Dataset records: Begin

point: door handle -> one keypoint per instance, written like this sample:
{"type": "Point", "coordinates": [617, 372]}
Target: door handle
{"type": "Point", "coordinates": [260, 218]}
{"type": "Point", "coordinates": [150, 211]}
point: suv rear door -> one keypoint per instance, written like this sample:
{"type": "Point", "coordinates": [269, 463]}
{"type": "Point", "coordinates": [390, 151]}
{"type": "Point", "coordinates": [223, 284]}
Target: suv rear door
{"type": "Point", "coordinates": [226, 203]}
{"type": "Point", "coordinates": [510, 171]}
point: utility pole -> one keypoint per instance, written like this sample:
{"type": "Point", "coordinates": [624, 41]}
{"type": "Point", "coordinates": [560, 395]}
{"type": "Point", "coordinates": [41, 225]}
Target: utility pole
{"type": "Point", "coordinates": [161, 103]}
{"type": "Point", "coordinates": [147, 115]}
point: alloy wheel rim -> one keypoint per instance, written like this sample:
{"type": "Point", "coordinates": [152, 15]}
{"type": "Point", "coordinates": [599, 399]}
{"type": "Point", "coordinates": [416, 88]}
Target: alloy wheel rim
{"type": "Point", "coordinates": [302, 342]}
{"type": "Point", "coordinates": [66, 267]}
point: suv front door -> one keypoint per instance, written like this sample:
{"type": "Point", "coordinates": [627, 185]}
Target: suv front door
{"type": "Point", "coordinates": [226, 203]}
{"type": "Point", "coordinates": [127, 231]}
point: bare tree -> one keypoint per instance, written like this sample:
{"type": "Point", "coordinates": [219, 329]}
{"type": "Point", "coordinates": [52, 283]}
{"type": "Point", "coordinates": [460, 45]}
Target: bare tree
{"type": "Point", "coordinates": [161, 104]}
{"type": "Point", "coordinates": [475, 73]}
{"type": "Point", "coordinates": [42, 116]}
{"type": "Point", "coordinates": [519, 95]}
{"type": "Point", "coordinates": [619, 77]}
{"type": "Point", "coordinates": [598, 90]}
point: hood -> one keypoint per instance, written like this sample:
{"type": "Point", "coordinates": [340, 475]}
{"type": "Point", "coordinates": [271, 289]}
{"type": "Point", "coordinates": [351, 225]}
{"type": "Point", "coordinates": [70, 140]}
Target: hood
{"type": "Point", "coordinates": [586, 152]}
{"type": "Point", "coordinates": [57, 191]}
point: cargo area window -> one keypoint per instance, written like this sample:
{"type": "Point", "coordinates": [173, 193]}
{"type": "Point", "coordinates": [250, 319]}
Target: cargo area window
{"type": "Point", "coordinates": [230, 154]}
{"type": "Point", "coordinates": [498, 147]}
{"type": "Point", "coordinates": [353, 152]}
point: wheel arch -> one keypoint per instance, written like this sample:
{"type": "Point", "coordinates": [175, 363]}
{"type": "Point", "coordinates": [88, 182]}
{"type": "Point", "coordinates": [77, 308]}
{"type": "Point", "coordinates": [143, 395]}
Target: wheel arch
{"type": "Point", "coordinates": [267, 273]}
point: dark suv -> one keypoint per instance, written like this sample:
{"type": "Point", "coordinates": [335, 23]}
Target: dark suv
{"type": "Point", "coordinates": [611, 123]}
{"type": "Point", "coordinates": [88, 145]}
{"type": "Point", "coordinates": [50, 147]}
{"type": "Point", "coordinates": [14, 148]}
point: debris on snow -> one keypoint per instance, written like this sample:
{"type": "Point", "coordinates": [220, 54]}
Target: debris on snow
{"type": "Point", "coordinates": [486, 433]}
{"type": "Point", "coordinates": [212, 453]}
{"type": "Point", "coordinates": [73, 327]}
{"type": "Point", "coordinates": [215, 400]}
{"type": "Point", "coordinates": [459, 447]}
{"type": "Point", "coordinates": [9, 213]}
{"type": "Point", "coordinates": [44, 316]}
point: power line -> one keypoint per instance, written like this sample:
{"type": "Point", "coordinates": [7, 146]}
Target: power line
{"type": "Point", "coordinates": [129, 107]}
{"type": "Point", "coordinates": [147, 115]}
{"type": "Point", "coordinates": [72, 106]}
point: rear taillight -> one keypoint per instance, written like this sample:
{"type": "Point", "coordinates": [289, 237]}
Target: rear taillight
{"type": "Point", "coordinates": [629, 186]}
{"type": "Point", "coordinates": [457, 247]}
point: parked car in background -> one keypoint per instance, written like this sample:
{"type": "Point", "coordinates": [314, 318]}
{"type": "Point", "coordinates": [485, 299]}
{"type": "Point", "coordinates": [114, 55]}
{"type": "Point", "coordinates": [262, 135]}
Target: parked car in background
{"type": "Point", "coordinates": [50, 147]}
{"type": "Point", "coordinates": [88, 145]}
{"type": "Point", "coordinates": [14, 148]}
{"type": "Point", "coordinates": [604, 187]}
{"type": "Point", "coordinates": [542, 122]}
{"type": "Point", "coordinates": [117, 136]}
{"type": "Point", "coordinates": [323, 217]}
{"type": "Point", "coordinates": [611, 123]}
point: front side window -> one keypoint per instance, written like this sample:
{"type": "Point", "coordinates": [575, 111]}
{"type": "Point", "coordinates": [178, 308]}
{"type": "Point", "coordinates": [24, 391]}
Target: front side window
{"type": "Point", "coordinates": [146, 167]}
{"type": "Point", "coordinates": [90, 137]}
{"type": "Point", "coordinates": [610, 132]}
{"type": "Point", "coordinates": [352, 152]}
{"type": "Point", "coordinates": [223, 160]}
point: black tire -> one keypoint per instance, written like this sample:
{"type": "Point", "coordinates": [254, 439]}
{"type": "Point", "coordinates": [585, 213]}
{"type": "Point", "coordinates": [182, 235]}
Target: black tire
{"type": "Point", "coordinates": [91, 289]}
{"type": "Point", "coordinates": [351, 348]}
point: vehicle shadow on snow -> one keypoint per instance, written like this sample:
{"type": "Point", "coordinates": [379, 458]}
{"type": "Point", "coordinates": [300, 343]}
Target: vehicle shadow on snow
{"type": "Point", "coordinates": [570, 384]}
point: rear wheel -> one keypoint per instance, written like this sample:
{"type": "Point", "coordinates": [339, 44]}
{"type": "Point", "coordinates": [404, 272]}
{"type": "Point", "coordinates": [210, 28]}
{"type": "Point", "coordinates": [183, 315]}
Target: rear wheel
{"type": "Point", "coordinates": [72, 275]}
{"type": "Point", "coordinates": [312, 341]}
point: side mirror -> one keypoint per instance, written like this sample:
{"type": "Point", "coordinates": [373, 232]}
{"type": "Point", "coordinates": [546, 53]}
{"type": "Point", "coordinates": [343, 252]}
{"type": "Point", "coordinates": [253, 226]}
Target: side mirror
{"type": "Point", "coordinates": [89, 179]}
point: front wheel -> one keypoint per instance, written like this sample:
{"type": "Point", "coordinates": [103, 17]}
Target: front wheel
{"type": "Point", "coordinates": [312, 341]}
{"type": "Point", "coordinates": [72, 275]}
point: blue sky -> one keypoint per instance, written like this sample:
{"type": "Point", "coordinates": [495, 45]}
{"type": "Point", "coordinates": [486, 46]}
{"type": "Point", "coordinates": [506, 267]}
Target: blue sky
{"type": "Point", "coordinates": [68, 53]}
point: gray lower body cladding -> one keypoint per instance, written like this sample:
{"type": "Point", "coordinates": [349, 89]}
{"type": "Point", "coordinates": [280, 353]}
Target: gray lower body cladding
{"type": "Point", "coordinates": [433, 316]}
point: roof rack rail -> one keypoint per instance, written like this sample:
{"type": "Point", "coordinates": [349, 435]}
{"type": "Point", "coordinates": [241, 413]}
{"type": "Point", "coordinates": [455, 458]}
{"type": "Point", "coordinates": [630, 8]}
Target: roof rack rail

Dataset records: End

### What you should do
Could you please retype the lines from the start of the data through the line with "point: suv rear", both included, and nothing else?

### Your response
point: door handle -> one keypoint per instance, written like this sample:
{"type": "Point", "coordinates": [617, 372]}
Target: door handle
{"type": "Point", "coordinates": [260, 218]}
{"type": "Point", "coordinates": [150, 211]}
point: suv rear door -> one keypoint per instance, written like this sample:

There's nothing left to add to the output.